▸ **PROBLEM TO SOLVE**
Please edit the INFP text below by swapping "perfectionists" for "idealists", then give back everything from "INFPs have very" down to "with their lives.".
--- TEXT SHOWN ---
INFPs have very high standards and are perfectionists. Consequently, they are usually hard on themselves, and don't give themselves enough credit. INFPs may have problems working on a project in a group, because their standards are likely to be higher than other members' of the group. In group situations, they may have a "control" problem. The INFP needs to work on balancing their high ideals with the requirements of every day living. Without resolving this conflict, they will never be happy with themselves, and they may become confused and paralyzed about what to do with their lives. 
INFPs are usually talented writers. They may be awkward and uncomfortable with expressing themselves verbally, but have a wonderful ability to define and express what they're feeling on paper. INFPs also appear frequently in social service professions, such as counselling or teaching. They are at their best in situations where they're working towards the public good, and in which they don't need to use hard logic. 
INFPs who function in their well-developed sides can accomplish great and wonderful things, which they will rarely give themselves credit for. Some of the great, humanistic catalysts in the world have been INFPs.

Jungian functional preference ordering:
Dominant: Introverted Feeling
Auxiliary: Extraverted Intuition
Tertiary: Introverted Sensing
Inferior: Extraverted Thinking
And when it comes to relationships:

INFP Relationships

INFPs present a calm, pleasant face to the world. They appear to be tranquil and peaceful to others, with simple desires. In fact, the INFP internally feels his or her life intensely. In the relationship arena, this causes them to have a very deep capacity for love and caring which is not frequently found with such intensity in the other types. The INFP does not devote their intense feelings towards just anyone, and are relatively reserved about expressing their inner-most feelings. They reserve their deepest love and caring for a select few who are closest to them. INFPs are generally laid-back, supportive and nurturing in their close relationships. With Introverted Feeling dominating their personality, they're very sensitive and in-tune with people's feelings, and feel genuine concern and caring for others. Slow to trust others and cautious in the beginning of a relationship, an INFP will be fiercely loyal once they are committed. With their strong inner core of values, they are intense individuals who value depth and authenticity in their relationships, and hold those who understand and accept the INFP's perspectives in especially high regard. INFPs are usually adaptable and congenial, unless one of their ruling principles has been violated, in which case they stop adapting and become staunch defenders of their values. They will be uncharacteristically harsh and rigid in such a situation.
--- DATA SECTION ---
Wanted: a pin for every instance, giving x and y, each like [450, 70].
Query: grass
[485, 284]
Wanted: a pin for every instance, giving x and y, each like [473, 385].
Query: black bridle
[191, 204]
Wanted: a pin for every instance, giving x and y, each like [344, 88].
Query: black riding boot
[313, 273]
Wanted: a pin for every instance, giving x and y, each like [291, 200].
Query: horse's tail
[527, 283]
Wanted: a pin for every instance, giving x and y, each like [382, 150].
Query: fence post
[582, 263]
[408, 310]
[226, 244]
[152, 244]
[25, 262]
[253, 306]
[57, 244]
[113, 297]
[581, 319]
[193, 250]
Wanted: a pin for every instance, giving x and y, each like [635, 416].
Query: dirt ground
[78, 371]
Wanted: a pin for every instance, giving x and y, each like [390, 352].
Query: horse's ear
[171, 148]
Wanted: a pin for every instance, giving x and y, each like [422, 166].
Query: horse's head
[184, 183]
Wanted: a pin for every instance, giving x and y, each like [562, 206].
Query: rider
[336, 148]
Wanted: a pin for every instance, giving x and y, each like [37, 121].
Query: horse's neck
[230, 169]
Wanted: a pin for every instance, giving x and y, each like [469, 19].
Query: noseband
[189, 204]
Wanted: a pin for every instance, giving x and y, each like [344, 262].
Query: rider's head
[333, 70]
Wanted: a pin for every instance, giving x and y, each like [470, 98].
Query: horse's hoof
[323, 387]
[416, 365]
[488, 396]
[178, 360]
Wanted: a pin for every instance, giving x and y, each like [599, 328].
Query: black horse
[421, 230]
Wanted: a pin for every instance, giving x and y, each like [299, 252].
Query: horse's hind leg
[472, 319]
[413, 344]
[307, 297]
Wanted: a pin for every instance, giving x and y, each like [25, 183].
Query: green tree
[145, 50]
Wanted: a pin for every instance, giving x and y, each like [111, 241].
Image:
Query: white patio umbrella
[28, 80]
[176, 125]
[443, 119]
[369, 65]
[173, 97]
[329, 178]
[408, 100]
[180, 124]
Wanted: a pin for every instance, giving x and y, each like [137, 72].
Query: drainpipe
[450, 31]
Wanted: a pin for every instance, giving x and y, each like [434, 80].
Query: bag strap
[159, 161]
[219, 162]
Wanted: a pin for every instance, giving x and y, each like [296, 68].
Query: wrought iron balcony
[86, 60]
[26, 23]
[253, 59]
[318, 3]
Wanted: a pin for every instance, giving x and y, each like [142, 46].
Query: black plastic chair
---
▸ **EXERCISE RESULT**
INFPs have very high standards and are idealists. Consequently, they are usually hard on themselves, and don't give themselves enough credit. INFPs may have problems working on a project in a group, because their standards are likely to be higher than other members' of the group. In group situations, they may have a "control" problem. The INFP needs to work on balancing their high ideals with the requirements of every day living. Without resolving this conflict, they will never be happy with themselves, and they may become confused and paralyzed about what to do with their lives.